(EXTRAIT DU TEXTE)

[Article repris du site Agauche.org]
Une introduction efficace et peut-être simple.
Les peuples slaves se caractérisent par un certain flottement de l’âme et chez les Russes, cela prend une tournure très prononcée. La découvrir, la redécouvrir est toujours un plaisir, et une nécessité alors que l’incessant bourrage de crâne occidental explique que la Russie n’existerait pas.
Le passage peut-être le plus représentatif de cette âme russe se situe dans le fameux roman de Léon Tolstoï, Guerre et paix, paru entre 1864 et 1869.
Nous sommes à la campagne et, après avoir entendu une mélodie, de manière irrépressible, un vieil aristocrate se met à la guitare, et une jeune aristocrate se met à danser.
Voici une scène d’une version filmée de 1966 et l’extrait de Guerre et paix.
Mais le génie national russe de ce passage de Guerre et paix ne tient pas seulement au contenu. De manière admirable, Léon Tolstoï s’abstient de décrire la danse. C’est un choix, un choix russe : la pudeur dans l’émotion pourtant montrée. C’est cela, l’âme russe.
« C’est mon cocher Mitka qui joue : aussi lui en ai-je acheté une excellente, cette musique me plaît ! » Il était d’habitude qu’au retour de la chasse, Mitka se livrât à ses fantaisies musicales, pendant que le « petit oncle » l’écoutait avec bonheur.
– C’est vraiment très joli, dit Nicolas avec une feinte indifférence, comme s’il était honteux d’avouer qu’il trouvait du charme à cette musique.
– Comment, très joli ? s’écria Natacha d’un ton de reproche, mais c’est charmant, mais c’est ravissant ! » Et en effet la chanson qu’elle écoutait lui semblait la plus idéale des mélodies, tout comme les champignons, le miel et les confitures d’Anicialui avaient paru être les meilleurs qu’elle eût jamais mangés !
« Encore, encore, je t’en prie, » dit Natacha, lorsque la « balalaïka » se tut. Mitka l’accorda et reprit de nouveau la Barina, avec variations et changements de ton. L’oncle, la tête légèrement inclinée, un vague sourire sur les lèvres, écoutait religieusement.
Le motif revint une centaine de fois sous les doigts exercés du musicien, et les cordes répétèrent à satiété les mêmes notes, sans fatiguer les oreilles de l’auditoire, qui ne cessait de les redemander. Anicia Fédorovna écoutait aussi, appuyée contre le linteau de la porte :
« Faites attention, mademoiselle, dit-elle avec un sourire qui rappelait celui de son maître. Il joue très bien !
– Voilà une mesure manquée, s’écria tout à coup le « petit oncle » en faisant un geste énergique. Ces notes-là doivent être plus vivement… enlevées, affaire sûre, marche !
– Sauriez-vous jouer de la balalaïka ? demanda Natacha surprise.
– Aniciouchka !… – et le « petit oncle » sourit malicieusement. – Vois un peu si les cordes de la guitare y sont toutes, il y a si longtemps que je ne l’ai eue entre les mains. »
Anicia exécuta cet ordre avec une visible satisfaction, et lui apporta la guitare.

(CONSIGNE 1)
D'après l'article sur l'âme russe, entre quelles années le roman Guerre et paix a-t-il paru ?
(CONSIGNE 2)
Recopiez tout le passage de l'article sur l'âme russe, depuis « Mais le génie » jusqu'à « à cette musique. ».
(CONSIGNE 3)
Poursuivez l'article sur l'âme russe à partir de l'endroit où il s'interrompt.

Entrées de la collection:
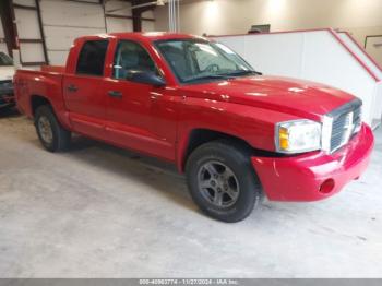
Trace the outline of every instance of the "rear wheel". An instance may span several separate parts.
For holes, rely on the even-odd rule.
[[[261,202],[261,184],[250,152],[235,141],[201,145],[190,155],[186,172],[193,201],[216,219],[242,221]]]
[[[50,152],[60,152],[70,144],[71,132],[58,122],[50,106],[44,105],[36,109],[35,127],[43,146]]]

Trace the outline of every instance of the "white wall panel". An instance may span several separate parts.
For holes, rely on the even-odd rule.
[[[142,20],[142,32],[154,32],[155,22]]]
[[[21,4],[21,5],[36,7],[35,0],[13,0],[13,3]]]
[[[44,50],[41,44],[21,43],[20,44],[21,60],[25,62],[43,62]]]
[[[108,33],[133,31],[133,21],[131,19],[107,17],[106,23]]]
[[[44,25],[105,28],[100,4],[41,0],[40,8]]]
[[[37,12],[34,10],[14,9],[19,38],[40,39]]]
[[[335,33],[335,32],[333,32]],[[354,94],[363,102],[363,120],[375,124],[382,112],[382,73],[370,74],[363,57],[349,50],[327,29],[223,36],[215,38],[226,44],[264,74],[299,78],[321,82]],[[344,46],[345,45],[345,46]],[[359,62],[361,60],[362,63]],[[374,76],[377,79],[374,79]]]
[[[73,40],[77,37],[105,33],[103,28],[72,28],[65,26],[45,26],[44,31],[49,50],[69,50]]]

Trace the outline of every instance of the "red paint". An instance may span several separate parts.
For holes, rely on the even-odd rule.
[[[255,150],[275,151],[274,129],[299,118],[321,121],[323,115],[354,96],[321,84],[275,76],[247,76],[204,84],[181,85],[153,46],[153,40],[191,38],[174,34],[110,34],[74,41],[67,67],[19,70],[14,78],[17,107],[33,117],[32,96],[45,97],[69,130],[175,163],[183,170],[190,134],[208,129],[246,141]],[[107,38],[105,76],[75,74],[85,40]],[[111,67],[119,39],[140,43],[163,71],[166,86],[115,80]],[[68,87],[75,85],[77,91]],[[120,91],[122,98],[107,95]],[[337,192],[367,166],[372,147],[368,127],[333,155],[323,152],[287,157],[252,157],[271,200],[312,201]],[[326,179],[335,181],[329,194],[319,192]]]

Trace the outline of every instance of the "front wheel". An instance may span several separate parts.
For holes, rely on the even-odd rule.
[[[60,124],[50,106],[44,105],[37,108],[35,127],[39,141],[46,150],[59,152],[69,146],[71,133]]]
[[[186,172],[193,201],[216,219],[242,221],[262,199],[250,152],[235,141],[201,145],[190,155]]]

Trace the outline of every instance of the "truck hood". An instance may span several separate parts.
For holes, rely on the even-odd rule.
[[[0,81],[12,80],[14,72],[15,72],[15,70],[14,70],[13,65],[0,67]]]
[[[323,84],[276,76],[244,76],[186,85],[187,96],[226,100],[290,114],[321,118],[355,97]]]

(RÉPONSE 1)
Entre 1864 et 1869.

(RÉPONSE 2)
Mais le génie national russe de ce passage de Guerre et paix ne tient pas seulement au contenu. De manière admirable, Léon Tolstoï s’abstient de décrire la danse. C’est un choix, un choix russe : la pudeur dans l’émotion pourtant montrée. C’est cela, l’âme russe.
« C’est mon cocher Mitka qui joue : aussi lui en ai-je acheté une excellente, cette musique me plaît ! » Il était d’habitude qu’au retour de la chasse, Mitka se livrât à ses fantaisies musicales, pendant que le « petit oncle » l’écoutait avec bonheur.
– C’est vraiment très joli, dit Nicolas avec une feinte indifférence, comme s’il était honteux d’avouer qu’il trouvait du charme à cette musique.

(RÉPONSE 3)
La prenant avec soin, il souffla dessus pour en enlever quelques grains de poussière, et en tendit les cordes de ses doigts osseux ; puis, s’asseyant bien à son aise, et arrondissant d’une façon un peu théâtrale son coude gauche, il saisit le manche de l’instrument, cligna de l’œil à Anicia Fédorovna, et, pinçant un accord plein et sonore, commença, sans la moindre hésitation, à improviser sur le thème d’une chanson très populaire.
Le rythme en était lent, mais le refrain exprimait une gaieté si douce, si discrète, la gaieté d’Anicia, qu’il pénétra jusqu’au cœur de Nicolas et de Natacha… et leur cœur chanta à l’unisson !
Anicia, dont la figure rayonnait, rougit, se cacha la figure dans son mouchoir et quitta le cabinet en souriant toujours ; le « petit oncle » continuait avec précision et avec aplomb à moduler ses cadences et ses variations, et son regard vaguement inspiré se portait vers la place qu’elle avait occupée.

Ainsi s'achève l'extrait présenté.